> **TEXTE À LIRE**
------------------------

Notons que l'utilitarisme est la théorie la plus connu
du « courant welfariste », celui qui regroupe les théories du
bien-être, c'est-à-dire celles qui évaluent la justice
d'une action en fonction du bien ou de l'utilité qu'elle procure
à l'individu ou à une communauté. Parmi les tenants de ce
courant, il y a lieu de citer le philosophe et économiste anglais JOHN
STUART MILL qui, en 1869, publia « the subjection of women » dans
lequel il revendiquait, au nom de la justice et de la liberté, les
droits à l'éducation, au travail et au suffrage pour les
femmes.
En planification de l'éducation, l'utilitarisme
signifierait par exemple concevoir un programme qui vise à garantir la
scolarisation à un grand nombre des congolais. La justice sociale
signifierait le fait pour la grande majorité des congolais à
être scolarisée. A ce sens, l'accroissement du taux de
scolarisation témoignerait le progrès vers
l'égalité dans l'éducation.

------------------------

> **LISTE DES DONNÉES**
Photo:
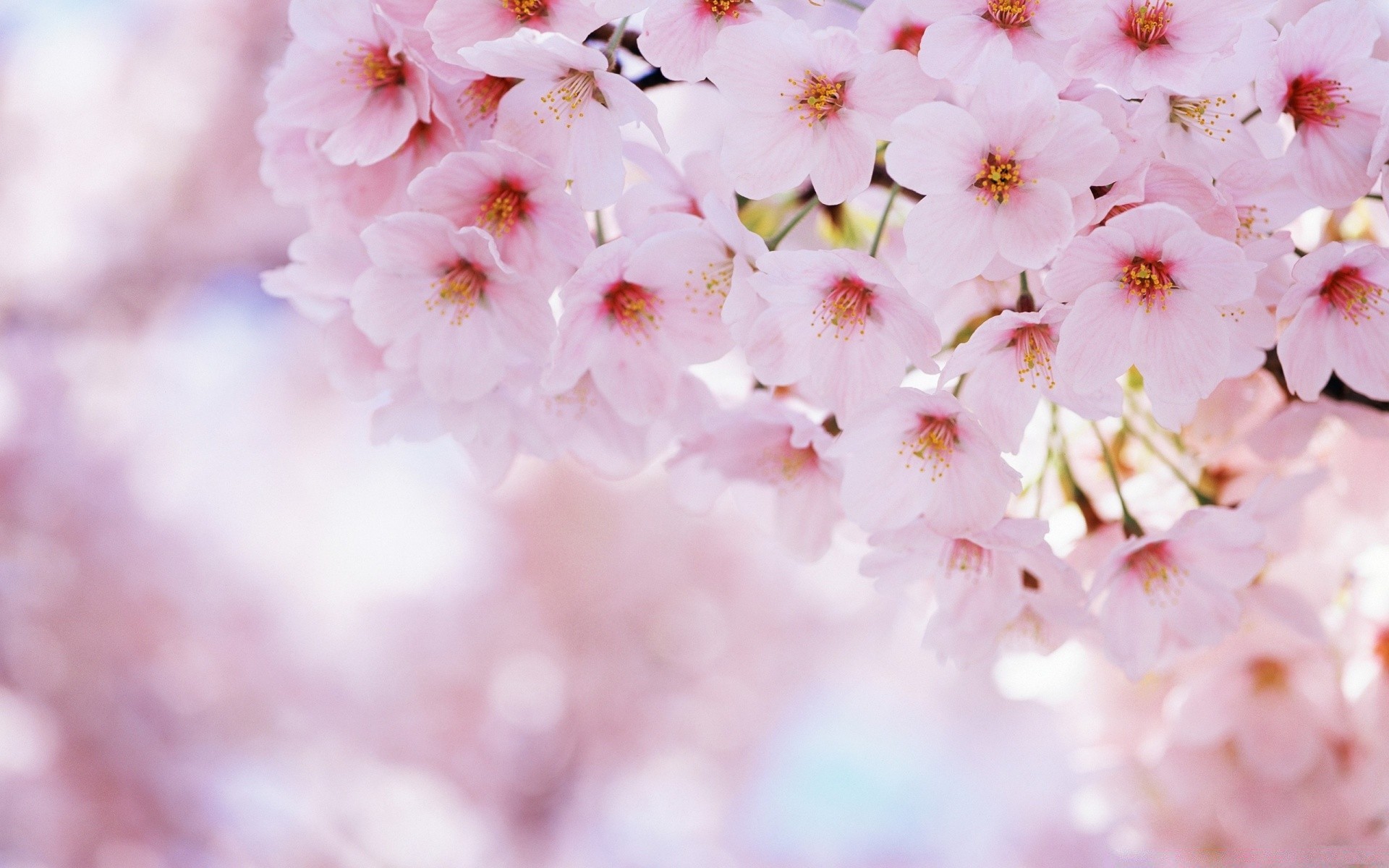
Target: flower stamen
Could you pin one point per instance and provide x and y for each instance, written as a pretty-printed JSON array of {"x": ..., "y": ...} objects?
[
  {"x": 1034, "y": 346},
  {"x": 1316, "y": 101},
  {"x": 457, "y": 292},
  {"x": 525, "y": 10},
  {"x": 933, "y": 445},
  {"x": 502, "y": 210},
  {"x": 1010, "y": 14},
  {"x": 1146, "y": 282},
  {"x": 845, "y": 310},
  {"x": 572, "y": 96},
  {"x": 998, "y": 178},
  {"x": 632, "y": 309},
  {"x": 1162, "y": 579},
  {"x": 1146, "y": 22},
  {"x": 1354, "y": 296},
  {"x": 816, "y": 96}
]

------------------------

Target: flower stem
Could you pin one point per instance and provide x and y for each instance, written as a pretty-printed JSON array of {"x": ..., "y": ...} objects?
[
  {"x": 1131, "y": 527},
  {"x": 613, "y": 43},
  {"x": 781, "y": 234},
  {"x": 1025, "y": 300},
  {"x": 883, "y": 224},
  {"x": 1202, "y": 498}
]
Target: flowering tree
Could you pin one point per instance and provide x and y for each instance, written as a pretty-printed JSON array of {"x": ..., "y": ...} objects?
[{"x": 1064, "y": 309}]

------------------------

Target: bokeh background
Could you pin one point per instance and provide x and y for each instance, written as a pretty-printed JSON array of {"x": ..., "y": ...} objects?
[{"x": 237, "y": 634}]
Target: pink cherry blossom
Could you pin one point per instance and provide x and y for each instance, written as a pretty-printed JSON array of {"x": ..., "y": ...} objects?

------------------------

> **LISTE DES TÂCHES**
1. Recopiez le passage du texte sur l'utilitarisme depuis « En planification de » jusqu'à « l'égalité dans l'éducation. » inclus.
2. Reprenez le texte sur l'utilitarisme à l'endroit où il s'arrête et poursuivez-le.

> **RÉPONSES**
1.
En planification de l'éducation, l'utilitarisme
signifierait par exemple concevoir un programme qui vise à garantir la
scolarisation à un grand nombre des congolais. La justice sociale
signifierait le fait pour la grande majorité des congolais à
être scolarisée. A ce sens, l'accroissement du taux de
scolarisation témoignerait le progrès vers
l'égalité dans l'éducation.

2.
Par ailleurs, étant donné que la notion
d'utilité comporte un caractère subjectif, il semble difficile de
savoir à quel moment l'égalité serait atteinte. Cette
difficulté risque par exemple de faire croire que les
préférences adaptatives constituent un bien-être. En plus,
avec cette approche, l'atteinte du bien-être ne prend pas en compte
l'effort de la personne, le bonheur pouvant par exemple être
accordé par principe, convention, compassion, etc. Dans ce cas, la
personne ne sera considérée que comme bénéficiaire
passif d'une sollicitude, et non comme une propriétaire des droits.
ii. La Théorie d'égalisation équitable
des biens premiers (RAWLS)
Cette théorie est l'invention du philosophe
américain JOHN BORDEN RAWLS (2008). En effet, dans son ouvrage
`Théorie de la Justice', RAWLS récuse l'utilitarisme dominant
car, selon lui, l'égalisation du bien-être entre individus ne peut
être juste à cause de l'existence des gouts dispendieux pour
lesquels les individus doivent être tenus pour responsables par suite de
leurs choix. C'est pourquoi, avec cette théorie, l'auteur cherche
à définir les principes généraux de fonctionnement
des institutions d'une société juste, d'un point de vue justice
distributive, à partir d'une démarche fondée sur les
théories du choix rationnel.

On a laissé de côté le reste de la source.